> [The exercise]
Could you put the entries into a two-column CSV with the headers instruction and response, starting at the line that has "Could you please point to the grass lawn" and stopping after the line that has "column 94, row 39", with one row per entry holding its text and then its answer? Quote every field and turn any line breaks into spaces.

> [Material provided]
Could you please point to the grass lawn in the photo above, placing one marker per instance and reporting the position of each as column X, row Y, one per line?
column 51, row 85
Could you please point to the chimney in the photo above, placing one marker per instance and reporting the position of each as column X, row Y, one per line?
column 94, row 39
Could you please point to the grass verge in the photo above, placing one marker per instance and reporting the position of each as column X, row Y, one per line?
* * *
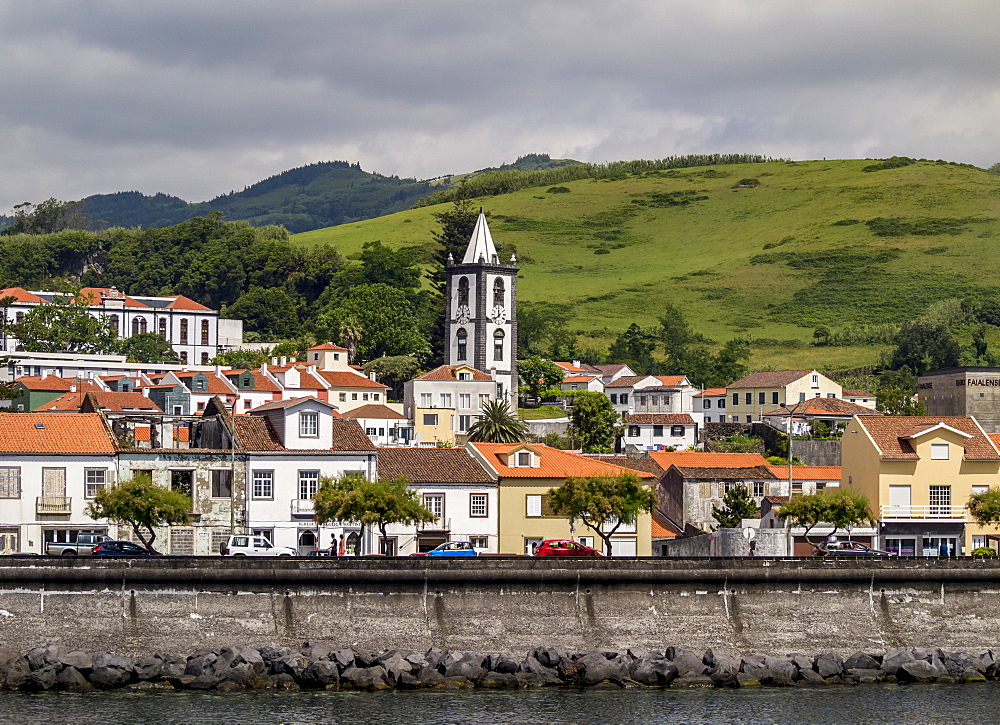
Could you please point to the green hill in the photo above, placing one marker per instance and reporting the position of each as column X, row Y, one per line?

> [Result]
instruction,response
"Could you please point to the grass lawn in the photo above, placing one marker per instance and reporting the position of each as column X, row Y, one per line?","column 51, row 85"
"Could you please point to the chimney in the photo above, placing one marker per instance and reporting the position of each as column X, row Y, one per line?","column 94, row 39"